### Set problem
Rewrite all of the lines below, requests included, scaling every coordinate in the answers by 2.1 and rounding each to a whole number, with halves rounded up. Leave the numbers in the requests and their format samples unchanged.

[Annotation records]
********

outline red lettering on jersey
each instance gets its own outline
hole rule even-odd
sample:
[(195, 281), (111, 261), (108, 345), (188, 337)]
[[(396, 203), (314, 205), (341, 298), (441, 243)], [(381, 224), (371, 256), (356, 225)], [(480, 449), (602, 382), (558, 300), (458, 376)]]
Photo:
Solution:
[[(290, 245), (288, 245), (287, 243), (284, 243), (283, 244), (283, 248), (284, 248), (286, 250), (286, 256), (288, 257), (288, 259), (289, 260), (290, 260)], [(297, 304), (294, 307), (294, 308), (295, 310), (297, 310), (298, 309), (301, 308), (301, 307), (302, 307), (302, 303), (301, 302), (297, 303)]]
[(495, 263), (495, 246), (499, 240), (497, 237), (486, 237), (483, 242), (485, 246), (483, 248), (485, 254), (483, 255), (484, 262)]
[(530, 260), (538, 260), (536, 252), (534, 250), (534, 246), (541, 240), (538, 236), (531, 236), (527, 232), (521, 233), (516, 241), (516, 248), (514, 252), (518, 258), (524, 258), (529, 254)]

********

### Solution
outline red lettering on jersey
each instance gets its own outline
hole rule even-odd
sample:
[(195, 281), (111, 261), (108, 345), (188, 337)]
[[(396, 203), (314, 205), (341, 298), (441, 243)], [(381, 224), (371, 256), (356, 225)], [(480, 449), (602, 382), (558, 300), (458, 376)]]
Photo:
Solution:
[[(609, 515), (605, 515), (603, 510), (596, 510), (594, 512), (594, 521), (596, 521), (601, 525), (601, 538), (605, 540), (605, 544), (607, 546), (609, 546)], [(624, 638), (617, 645), (617, 647), (620, 651), (624, 651), (626, 649), (632, 647), (632, 645), (634, 645), (634, 636), (632, 634), (624, 636)]]
[(1040, 552), (1040, 517), (1048, 504), (1044, 498), (1021, 498), (1014, 508), (1019, 517), (1014, 521), (1019, 533), (1014, 536), (1016, 550)]
[(1113, 546), (1130, 546), (1126, 529), (1121, 525), (1121, 517), (1136, 504), (1130, 496), (1115, 496), (1107, 487), (1094, 489), (1084, 506), (1084, 521), (1079, 529), (1088, 542), (1100, 542), (1111, 533)]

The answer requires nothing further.